Excerpt -
+ + +

Legislation would increase funding to addiction treatment

Legislation would increase funding to addiction treatment

The bipartisan Comprehensive Addiction and Recovery Act (CARA) 2.0 introduced in the U.S. Senate on Dec. 10 would increase funding levels for the Comprehensive Addiction & Recovery Act (CARA).

CARA became law in 2016 and funds evidence-based addiction education, treatment, and recovery programs. Congress approved $658 million in funding for CARA programs in fiscal year 2020.

CARA 2.0 increases funding to $765 million. It also introduced several policy changes.

+ + +

Task requirements -
1 - Answer these questions from the article on addiction treatment funding.
(a) On what date was CARA 2.0 introduced in the U.S. Senate?
(b) In what year did CARA become law?
(c) To what amount does CARA 2.0 increase funding?
2 - Write the next part of the article on addiction treatment funding, picking up after its final sentence.

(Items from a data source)
+ + +

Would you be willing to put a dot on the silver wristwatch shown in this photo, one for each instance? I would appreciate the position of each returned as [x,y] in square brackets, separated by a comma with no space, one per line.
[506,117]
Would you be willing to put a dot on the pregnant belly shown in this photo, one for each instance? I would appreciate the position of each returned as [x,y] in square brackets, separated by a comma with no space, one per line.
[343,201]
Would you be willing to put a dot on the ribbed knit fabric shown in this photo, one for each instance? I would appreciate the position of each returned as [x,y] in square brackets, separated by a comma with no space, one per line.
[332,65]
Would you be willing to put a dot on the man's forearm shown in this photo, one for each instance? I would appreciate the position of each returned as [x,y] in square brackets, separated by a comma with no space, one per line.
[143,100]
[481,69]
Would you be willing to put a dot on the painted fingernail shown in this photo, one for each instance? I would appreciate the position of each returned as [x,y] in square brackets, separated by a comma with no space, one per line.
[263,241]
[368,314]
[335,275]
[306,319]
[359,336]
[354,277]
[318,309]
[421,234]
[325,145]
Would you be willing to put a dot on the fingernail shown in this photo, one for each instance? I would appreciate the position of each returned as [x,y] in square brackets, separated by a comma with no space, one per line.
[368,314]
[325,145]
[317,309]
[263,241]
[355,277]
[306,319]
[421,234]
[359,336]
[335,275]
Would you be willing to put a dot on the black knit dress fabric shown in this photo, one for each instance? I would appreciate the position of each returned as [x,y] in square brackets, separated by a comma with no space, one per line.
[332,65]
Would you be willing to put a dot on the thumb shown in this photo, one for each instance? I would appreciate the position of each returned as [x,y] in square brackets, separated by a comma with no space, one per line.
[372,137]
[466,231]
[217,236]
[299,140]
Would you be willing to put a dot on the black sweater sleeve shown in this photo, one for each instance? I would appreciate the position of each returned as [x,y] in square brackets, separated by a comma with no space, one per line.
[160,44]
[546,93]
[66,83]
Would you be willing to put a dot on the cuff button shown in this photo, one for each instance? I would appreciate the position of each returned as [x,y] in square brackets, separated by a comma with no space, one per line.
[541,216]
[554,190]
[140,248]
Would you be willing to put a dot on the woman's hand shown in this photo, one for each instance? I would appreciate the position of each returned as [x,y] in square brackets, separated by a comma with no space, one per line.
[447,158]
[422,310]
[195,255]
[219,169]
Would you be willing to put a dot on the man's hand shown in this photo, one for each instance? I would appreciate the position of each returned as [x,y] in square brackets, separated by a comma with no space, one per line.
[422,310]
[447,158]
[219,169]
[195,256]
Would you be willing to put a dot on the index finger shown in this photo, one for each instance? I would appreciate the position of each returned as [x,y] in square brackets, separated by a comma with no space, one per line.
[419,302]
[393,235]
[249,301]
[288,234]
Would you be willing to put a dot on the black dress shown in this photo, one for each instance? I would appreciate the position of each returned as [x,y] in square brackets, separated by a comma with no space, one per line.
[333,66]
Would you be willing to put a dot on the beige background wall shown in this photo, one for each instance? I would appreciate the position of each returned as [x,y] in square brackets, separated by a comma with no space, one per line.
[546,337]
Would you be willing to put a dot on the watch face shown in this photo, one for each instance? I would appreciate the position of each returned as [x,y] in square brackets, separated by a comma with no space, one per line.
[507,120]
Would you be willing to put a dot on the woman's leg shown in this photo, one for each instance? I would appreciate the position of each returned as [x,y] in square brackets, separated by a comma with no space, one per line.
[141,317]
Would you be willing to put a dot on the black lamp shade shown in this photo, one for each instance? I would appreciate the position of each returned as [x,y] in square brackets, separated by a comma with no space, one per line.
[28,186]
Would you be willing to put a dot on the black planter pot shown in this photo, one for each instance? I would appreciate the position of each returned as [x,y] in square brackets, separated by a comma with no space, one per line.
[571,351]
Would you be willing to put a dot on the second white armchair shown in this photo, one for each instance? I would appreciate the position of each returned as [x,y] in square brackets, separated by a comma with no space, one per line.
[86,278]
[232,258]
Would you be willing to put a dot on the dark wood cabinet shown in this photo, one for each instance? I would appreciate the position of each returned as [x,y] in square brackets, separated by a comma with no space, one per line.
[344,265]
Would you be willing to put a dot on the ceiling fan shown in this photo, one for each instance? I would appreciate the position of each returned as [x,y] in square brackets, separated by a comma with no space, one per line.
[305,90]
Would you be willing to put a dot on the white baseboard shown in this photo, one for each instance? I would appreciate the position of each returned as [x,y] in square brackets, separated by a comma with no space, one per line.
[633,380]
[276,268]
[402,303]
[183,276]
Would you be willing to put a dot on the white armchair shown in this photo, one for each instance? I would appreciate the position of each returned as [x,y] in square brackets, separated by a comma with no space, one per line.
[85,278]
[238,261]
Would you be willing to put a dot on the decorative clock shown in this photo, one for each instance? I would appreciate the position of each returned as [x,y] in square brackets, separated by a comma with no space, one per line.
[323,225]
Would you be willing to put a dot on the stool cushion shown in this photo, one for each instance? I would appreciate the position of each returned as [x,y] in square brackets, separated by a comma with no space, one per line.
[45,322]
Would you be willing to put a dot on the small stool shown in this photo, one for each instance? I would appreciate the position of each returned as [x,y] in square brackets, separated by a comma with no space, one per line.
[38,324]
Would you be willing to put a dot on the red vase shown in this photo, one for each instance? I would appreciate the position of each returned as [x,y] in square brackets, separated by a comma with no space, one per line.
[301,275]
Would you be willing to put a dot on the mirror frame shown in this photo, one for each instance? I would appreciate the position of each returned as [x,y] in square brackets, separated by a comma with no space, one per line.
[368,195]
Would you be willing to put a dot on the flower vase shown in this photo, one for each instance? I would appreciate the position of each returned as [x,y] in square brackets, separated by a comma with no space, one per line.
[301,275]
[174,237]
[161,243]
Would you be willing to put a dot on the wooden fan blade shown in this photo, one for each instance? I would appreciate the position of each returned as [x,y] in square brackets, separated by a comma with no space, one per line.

+ + +

Answers in order -
1 -
(a) Dec. 10
(b) 2016
(c) $765 million

2 -
Authorization levels include $300 million for the expansion of evidence-based medication-assisted treatment, $200 million to build a national infrastructure for recovery support services, $100 million to expand treatment for pregnant and postpartum women, and $50 million to provide quality treatment for addiction in correctional facilities and community reentry

Policy changes include mandating a three-day limit on initial opioid prescriptions for acute pain, removing the limit on the number of patients a physician can treat with buprenorphine and methadone, establishes a National Commission for Excellence in Post-Overdose Response to improve the quality and safety of substance use disorders and drug overdoses care, and research into nonopioid pain management alternatives.

U.S. Sens. Amy Klobuchar (D-MN), Rob Portman (R-OH), and Sheldon Whitehouse (D-RI) introduced the bill.

Numerous addiction treatment, recovery, enforcement, and prevention stakeholders support the legislation.